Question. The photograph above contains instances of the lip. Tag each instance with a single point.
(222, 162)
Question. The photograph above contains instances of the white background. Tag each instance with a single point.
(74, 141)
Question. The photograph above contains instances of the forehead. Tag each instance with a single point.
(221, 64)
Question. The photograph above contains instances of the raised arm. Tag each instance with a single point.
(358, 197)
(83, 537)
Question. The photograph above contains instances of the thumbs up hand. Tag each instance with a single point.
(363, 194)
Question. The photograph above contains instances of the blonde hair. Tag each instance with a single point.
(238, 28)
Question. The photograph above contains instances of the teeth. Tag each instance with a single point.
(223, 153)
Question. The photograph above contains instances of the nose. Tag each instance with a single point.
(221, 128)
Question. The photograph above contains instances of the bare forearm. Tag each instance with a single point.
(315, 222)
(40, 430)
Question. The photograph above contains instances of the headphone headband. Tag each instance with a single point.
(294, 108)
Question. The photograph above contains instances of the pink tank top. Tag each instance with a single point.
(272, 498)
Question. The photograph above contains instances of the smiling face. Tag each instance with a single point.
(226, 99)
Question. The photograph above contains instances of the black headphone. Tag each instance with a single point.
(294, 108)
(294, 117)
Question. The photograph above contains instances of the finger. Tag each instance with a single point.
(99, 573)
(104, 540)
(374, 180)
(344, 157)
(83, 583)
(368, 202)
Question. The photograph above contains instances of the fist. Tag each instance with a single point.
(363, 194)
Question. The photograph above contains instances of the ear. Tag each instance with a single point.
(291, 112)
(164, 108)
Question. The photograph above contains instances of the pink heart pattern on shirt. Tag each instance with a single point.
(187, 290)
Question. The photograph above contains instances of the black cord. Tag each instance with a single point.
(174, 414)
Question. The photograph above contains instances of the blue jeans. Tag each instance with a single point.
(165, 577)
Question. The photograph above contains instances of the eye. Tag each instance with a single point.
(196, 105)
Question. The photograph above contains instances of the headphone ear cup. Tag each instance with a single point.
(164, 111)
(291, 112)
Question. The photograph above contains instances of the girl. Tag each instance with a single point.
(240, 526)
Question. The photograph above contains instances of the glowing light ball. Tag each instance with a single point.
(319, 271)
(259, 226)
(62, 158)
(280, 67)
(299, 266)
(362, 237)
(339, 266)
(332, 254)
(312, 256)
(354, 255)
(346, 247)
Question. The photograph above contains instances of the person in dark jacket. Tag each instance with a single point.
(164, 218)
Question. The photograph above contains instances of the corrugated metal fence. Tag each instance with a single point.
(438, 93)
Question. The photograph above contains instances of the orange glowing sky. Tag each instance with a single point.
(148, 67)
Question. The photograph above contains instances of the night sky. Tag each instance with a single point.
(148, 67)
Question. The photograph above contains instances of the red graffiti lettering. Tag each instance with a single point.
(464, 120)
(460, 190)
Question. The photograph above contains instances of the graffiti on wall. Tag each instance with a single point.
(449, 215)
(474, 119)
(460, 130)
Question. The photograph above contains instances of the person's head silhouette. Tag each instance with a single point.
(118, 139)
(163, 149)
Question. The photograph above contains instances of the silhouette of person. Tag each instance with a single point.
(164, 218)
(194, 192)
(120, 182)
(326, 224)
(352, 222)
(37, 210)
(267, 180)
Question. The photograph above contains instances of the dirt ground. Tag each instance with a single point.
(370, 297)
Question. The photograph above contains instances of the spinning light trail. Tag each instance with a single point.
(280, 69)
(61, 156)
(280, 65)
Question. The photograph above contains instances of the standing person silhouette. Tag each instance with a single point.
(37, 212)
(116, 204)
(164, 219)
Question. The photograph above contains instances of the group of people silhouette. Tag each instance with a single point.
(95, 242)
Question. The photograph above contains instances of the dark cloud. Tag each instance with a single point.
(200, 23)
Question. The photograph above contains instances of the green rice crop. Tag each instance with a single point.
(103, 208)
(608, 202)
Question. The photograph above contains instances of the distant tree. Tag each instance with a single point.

::::::::

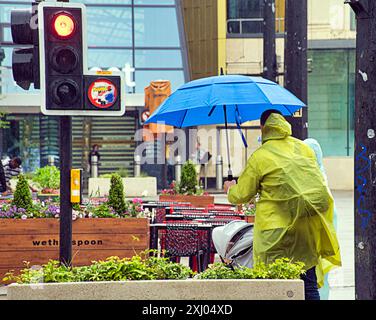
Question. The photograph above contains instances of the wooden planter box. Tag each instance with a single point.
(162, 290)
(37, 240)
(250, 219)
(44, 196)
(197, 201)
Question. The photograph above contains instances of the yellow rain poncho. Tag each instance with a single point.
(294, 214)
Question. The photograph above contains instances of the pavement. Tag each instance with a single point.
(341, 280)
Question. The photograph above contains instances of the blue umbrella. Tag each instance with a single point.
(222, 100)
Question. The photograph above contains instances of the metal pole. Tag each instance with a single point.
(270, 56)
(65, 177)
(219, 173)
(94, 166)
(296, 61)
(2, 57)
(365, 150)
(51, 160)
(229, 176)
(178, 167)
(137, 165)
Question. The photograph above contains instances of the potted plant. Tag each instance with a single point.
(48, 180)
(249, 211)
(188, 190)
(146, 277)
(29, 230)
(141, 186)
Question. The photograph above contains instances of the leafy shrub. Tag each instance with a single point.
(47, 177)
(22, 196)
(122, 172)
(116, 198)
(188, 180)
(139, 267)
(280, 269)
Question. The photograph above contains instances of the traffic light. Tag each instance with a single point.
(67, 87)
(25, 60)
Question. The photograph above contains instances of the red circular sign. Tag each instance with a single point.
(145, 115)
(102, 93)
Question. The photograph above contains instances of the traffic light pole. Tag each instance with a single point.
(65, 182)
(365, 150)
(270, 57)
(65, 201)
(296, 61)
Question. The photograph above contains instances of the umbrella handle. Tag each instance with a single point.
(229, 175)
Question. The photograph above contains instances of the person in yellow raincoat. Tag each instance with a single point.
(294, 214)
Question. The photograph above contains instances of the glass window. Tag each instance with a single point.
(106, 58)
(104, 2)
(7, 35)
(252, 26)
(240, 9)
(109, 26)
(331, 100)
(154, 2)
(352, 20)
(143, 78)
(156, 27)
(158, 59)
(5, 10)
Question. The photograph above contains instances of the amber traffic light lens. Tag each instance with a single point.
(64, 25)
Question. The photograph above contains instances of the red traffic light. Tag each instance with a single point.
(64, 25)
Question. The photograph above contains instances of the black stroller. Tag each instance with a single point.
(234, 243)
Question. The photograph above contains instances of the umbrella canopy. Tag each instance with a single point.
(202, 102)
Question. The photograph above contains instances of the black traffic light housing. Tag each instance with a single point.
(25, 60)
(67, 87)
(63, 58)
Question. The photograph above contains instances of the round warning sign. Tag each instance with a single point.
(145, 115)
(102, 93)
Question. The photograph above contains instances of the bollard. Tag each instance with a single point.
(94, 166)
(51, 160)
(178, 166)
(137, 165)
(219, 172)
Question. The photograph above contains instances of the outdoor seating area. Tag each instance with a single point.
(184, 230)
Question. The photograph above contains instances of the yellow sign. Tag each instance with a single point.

::::::::

▶ [YOUR INSTRUCTIONS]
How many lines of the records contain the word "sign"? Case counts, so match capitals exactly, and give only the number.

▶ [SOLUTION]
3